--- START OF Input data ---
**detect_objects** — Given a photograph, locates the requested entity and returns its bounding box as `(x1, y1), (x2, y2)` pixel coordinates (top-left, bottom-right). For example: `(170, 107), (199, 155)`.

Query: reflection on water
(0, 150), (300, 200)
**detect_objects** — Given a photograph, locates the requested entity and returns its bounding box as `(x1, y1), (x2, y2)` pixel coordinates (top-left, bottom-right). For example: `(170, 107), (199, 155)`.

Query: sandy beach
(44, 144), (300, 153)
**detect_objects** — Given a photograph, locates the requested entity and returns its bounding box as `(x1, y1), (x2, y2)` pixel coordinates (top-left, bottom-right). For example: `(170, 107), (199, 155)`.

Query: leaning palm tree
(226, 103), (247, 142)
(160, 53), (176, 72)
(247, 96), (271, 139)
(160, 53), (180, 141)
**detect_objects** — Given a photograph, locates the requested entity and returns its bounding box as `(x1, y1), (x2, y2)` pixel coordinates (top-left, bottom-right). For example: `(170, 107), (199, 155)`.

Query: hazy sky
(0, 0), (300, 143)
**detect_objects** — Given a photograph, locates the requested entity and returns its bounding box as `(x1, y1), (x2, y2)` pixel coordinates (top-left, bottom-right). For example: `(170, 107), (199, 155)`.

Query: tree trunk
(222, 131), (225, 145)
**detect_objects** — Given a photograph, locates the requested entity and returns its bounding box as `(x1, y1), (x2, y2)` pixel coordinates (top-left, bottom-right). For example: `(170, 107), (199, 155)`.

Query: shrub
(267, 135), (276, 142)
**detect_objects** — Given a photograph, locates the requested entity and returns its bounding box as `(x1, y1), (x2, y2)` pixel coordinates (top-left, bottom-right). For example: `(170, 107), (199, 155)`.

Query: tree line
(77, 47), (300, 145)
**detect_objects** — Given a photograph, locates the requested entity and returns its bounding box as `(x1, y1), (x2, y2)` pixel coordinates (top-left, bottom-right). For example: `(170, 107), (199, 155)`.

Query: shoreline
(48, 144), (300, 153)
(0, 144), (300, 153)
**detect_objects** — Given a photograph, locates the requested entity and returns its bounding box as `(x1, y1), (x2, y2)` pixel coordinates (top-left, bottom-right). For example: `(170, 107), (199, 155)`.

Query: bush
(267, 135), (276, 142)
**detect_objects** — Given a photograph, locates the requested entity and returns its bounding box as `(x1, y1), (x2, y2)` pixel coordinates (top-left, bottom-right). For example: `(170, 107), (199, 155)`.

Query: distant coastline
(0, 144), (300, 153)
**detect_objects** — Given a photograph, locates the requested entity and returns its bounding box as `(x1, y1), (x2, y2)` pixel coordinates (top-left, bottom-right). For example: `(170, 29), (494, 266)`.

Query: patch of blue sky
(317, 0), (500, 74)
--- END OF Input data ---
» **Directions**
Rewrite every line of the material from its start through the line containing "(222, 131), (225, 145)", both included. Multiply only the bounding-box coordinates in the answers by 0.75 and round to whole numbers, halves up; leave all other text, including the sample coordinates, unchanged.

» **Reply to the exercise**
**detect_objects** — Given a photograph, locates the requested entity and returns its bounding box as `(x1, y1), (x2, y2)` pixel coordinates (top-left, bottom-right). For example: `(170, 107), (199, 155)`.

Query: reflection on water
(0, 113), (225, 150)
**detect_objects** — Given a photograph, locates the requested entity and returns its bounding box as `(x1, y1), (x2, y2)` pixel coordinates (top-left, bottom-right). For example: `(170, 107), (199, 155)`.

Query: sandy beach
(33, 108), (225, 115)
**detect_objects** — Given a photograph, locates the requested entity and returns its bounding box as `(x1, y1), (x2, y2)` pixel coordinates (top-left, bottom-right). For example: `(170, 107), (199, 155)`.

Query: leaning palm tree
(170, 77), (185, 107)
(120, 40), (132, 54)
(185, 72), (203, 104)
(120, 40), (135, 106)
**detect_objects** — Given a photograph, locates the requested entity and returns its bounding box as `(x1, y1), (x2, y2)` pixel coordinates (top-left, bottom-right). For example: `(170, 107), (199, 155)`.

Query: hazy sky
(0, 0), (225, 107)
**detect_objects** — Given a photograph, locates the requested entity and returns its bounding box as `(x1, y1), (x2, y2)` pixel coordinates (top-left, bottom-right). For example: `(170, 107), (199, 155)`.

Query: tree trunk
(167, 98), (169, 109)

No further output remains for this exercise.